_Given text_:

*** Begin section ***

Oakland is not an easy place to litigate when your client is a nuclear weapons lab.

After all, the jury pool extends to neighboring Berkeley, a designated “Nuclear Free Zone,” and there are signs that say as much within a few miles of the courthouse.

But Alameda County Superior Court in Oakland is where a team from Orrick, Herrington & Sutcliffe was called to defend Lawrence Livermore National Laboratory from discrimination and breach of contract claims filed on behalf of 130 workers who were laid off after the lab’s privatization in 2007. And in a situation like that, sometimes even a partial win can look like a decisive victory.

The case is not yet over. However, through a series of favorable pretrial rulings and a preliminary jury verdict denying the only claim carrying punitive damages, Orrick’s team led by San Francisco partner Patricia Gillette has managed to disarm the explosive case and shield the lab from potentially huge exposure.

In May, a jury found Lawrence Livermore National Security liable for breaching its employment contracts with five ex-employees and awarded them $2.8 million—less than half of the economic damages sought by plaintiffs attorney Gary Gwilliam of Gwilliam, Ivary, Chiosso, Cavalli & Brewer.

Moreover, Gillette, along with partners Andrew Livingston and Warrington Parker, persuaded the jury to reject a retaliation claim, which might have triggered punitive damages and attorneys’ fees against the lab. In the second phase of that case which began in early November, the Orrick lawyers persuaded the judge to disallow punitive damages, limiting the lab’s potential liability.

Achieving that kind of turnaround for clients in precarious legal positions distinguished Orrick’s employment litigation results over the last year. Gillette attributes her team’s success to creativity and collaboration. “This is a department of people who really think differently about legal problems,” she said.

On the wage-and-hour front, Sears, Roebuck & Co. turned to Orrick partners Lynne Hermle and Joseph Liburt in Silicon Valley to fend off a nationwide class action challenging the retail chain’s classification of 6,000 assistant store managers as exempt from overtime. With potential damages topping $500 million, the suit posed a serious threat, Hermle said.

The action, which included federal and state law claims, had been filed in Illinois. Working closely with in-house counsel at Sears, Hermle and Liburt pursued a strategy of dismantling the case along geographic lines and successfully severed the California state law claims. After U.S. Magistrate Judge Jennifer Thurston of the Eastern District of California denied plaintiffs motion for class certification in August 2012, the case withered. “The California case showed that plaintiffs could not possibly win,” said Hermle.

*** End section ***

_Data shown_:
*** Begin section ***

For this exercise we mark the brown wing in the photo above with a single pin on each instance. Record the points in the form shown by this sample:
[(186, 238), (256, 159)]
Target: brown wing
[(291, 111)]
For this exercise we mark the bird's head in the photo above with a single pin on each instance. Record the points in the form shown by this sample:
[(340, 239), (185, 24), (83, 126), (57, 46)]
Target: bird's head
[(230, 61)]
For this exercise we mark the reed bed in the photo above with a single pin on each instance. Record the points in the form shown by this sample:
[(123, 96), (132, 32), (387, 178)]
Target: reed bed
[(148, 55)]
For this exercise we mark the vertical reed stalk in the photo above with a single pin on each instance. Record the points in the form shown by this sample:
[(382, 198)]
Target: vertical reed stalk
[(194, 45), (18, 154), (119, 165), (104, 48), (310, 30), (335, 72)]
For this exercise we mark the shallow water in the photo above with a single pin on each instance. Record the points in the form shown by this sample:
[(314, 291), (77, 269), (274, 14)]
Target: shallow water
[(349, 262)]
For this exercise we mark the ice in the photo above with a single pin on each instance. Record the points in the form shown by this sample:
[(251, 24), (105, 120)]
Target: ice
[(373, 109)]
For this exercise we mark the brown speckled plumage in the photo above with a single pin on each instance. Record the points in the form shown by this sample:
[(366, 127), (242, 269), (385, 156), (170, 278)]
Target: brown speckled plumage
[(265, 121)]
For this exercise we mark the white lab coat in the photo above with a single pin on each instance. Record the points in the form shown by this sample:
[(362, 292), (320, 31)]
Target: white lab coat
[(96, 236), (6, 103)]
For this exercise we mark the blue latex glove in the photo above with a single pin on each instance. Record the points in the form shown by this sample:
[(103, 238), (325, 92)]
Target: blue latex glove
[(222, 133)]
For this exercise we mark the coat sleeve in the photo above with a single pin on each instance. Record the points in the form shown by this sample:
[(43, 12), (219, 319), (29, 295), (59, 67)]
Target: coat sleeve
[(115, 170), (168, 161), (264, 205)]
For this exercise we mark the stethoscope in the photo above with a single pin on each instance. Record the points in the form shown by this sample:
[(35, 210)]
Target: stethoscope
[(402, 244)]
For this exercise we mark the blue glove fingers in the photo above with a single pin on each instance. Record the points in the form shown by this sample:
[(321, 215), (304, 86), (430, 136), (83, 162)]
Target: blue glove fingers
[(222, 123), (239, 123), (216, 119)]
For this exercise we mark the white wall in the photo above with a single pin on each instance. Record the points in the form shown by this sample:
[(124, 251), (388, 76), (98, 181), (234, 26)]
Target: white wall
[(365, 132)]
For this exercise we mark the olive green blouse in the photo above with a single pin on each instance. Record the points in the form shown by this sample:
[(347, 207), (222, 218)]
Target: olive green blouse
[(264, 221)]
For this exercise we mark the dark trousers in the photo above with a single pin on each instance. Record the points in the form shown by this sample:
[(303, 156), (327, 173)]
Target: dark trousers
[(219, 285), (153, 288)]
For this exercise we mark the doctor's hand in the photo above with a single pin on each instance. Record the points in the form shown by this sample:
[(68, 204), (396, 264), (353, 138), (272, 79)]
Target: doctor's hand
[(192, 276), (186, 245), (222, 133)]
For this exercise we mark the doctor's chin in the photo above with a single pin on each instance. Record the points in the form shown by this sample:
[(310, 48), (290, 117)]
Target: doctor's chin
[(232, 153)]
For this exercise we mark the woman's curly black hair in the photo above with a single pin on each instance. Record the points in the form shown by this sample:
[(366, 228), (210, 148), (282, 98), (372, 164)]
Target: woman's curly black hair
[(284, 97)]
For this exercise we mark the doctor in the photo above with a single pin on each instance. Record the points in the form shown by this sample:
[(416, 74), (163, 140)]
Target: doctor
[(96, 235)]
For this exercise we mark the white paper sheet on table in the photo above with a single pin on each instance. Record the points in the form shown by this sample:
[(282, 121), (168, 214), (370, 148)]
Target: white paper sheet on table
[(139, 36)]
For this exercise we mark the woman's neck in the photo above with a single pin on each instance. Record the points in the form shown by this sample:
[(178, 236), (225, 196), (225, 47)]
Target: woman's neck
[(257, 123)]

*** End section ***
*** Begin section ***

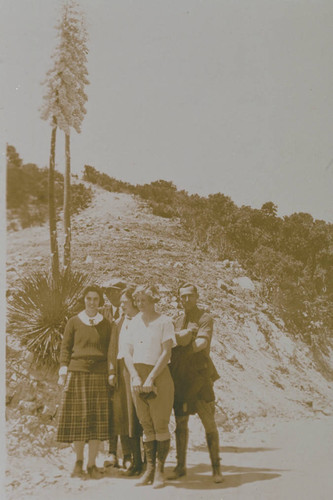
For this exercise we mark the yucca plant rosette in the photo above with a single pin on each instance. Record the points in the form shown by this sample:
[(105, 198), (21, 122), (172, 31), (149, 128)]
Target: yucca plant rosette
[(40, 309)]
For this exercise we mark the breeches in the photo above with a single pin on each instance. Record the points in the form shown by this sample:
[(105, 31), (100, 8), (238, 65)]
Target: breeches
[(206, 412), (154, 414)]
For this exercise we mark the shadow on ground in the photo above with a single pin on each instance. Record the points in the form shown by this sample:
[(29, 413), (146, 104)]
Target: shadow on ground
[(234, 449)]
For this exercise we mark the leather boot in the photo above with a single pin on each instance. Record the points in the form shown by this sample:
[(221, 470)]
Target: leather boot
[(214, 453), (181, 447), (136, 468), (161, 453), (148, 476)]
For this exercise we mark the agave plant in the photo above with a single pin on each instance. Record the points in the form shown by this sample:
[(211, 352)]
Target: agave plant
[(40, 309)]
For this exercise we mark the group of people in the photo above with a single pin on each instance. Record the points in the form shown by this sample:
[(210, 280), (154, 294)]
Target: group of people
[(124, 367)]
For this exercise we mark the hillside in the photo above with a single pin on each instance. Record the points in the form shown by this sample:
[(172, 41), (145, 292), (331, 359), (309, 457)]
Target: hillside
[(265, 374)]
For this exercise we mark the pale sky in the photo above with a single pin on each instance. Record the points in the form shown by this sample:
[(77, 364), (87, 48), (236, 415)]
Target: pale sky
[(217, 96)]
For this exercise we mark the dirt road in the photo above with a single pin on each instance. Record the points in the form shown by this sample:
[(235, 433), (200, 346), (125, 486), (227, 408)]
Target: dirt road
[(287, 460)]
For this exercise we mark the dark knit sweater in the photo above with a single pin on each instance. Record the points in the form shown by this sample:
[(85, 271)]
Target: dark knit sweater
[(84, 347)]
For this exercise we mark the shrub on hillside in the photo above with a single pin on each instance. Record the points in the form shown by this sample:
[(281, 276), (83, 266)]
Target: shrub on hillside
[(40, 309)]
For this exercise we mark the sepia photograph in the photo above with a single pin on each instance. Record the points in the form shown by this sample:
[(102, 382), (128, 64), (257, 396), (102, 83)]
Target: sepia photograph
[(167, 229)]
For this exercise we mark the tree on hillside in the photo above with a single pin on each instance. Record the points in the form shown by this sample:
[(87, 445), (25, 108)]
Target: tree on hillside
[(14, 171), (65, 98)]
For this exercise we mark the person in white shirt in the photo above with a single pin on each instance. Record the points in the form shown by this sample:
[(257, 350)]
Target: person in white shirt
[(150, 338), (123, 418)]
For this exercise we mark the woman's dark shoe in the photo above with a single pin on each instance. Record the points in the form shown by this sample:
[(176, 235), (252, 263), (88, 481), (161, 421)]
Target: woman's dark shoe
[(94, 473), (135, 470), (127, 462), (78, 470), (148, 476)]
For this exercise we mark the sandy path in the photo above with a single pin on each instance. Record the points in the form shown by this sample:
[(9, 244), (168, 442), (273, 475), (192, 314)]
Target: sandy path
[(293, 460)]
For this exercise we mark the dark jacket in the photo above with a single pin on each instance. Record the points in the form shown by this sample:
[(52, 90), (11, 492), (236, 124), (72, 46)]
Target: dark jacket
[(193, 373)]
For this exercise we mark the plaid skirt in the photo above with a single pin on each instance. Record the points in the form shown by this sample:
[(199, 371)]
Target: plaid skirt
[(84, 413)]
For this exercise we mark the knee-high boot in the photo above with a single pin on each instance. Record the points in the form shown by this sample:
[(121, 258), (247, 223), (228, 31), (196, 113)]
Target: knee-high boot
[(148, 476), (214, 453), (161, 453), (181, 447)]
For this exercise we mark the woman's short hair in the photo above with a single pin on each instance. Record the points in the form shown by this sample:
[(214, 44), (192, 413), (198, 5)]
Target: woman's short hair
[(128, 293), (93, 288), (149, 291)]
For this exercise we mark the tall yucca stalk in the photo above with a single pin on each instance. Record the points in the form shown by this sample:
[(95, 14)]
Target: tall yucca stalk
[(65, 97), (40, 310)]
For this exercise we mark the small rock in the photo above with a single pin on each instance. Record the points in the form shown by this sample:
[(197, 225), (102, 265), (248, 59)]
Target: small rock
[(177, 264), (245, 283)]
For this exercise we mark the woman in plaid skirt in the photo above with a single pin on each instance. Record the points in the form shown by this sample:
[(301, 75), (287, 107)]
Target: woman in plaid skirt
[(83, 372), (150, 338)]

*** End section ***

_Exercises to complete_:
A: According to the article on Orrick's employment litigation, how many workers were the claims against Lawrence Livermore National Laboratory filed for?
B: Decide whether each statement agrees with the article on Orrick's employment litigation. For each one, answer yes or no and quote the words from the article that settle it.
(i) The jury awarded the five ex-employees $2.8 million.
(ii) The Sears class action was first filed in California.
(iii) The Lawrence Livermore case has concluded.
C: Pick up the article on Orrick's employment litigation after its final sentence and continue writing it.
The material that comes after the article has nothing to do with what follows.

_Numbered answers_:
A: 130 workers who were laid off after the lab's privatization in 2007.

B:
(i) Yes: "awarded them $2.8 million"
(ii) No: "had been filed in Illinois"
(iii) No: "The case is not yet over."

C:
Hermle and Liburt also notched a win at trial for Genentech Inc. against a former sales representative who claimed he had been fired due to a seizure disorder. And in litigation against several brokerages over policies barring employees from opening outside trading accounts, Hermle credits her team with crafting the winning argument. Plaintiffs claimed the policies violated state law prohibiting “forced patronage.” Representing Morgan Stanley Smith Barney, Orrick argued that federal securities laws preempted the California labor code provision.

Defense counsel for the other banks took notice, Hermle said. “We were the first ones to file that motion,” she said. “Everyone else copied our papers and filed it.”

In April the U.S. Court of Appeals for the Ninth Circuit affirmed the dismissal of four separate class actions on preemption grounds.

Orrick’s employment team has prevailed for other large clients. In an age discrimination case brought against Netherlands-based Rabobank by a former mortgage loan rep, Gillette dispensed with five claims at summary judgment. L.A. partner William Molinski picked up the baton at trial and obtained a complete defense verdict on the remaining claim.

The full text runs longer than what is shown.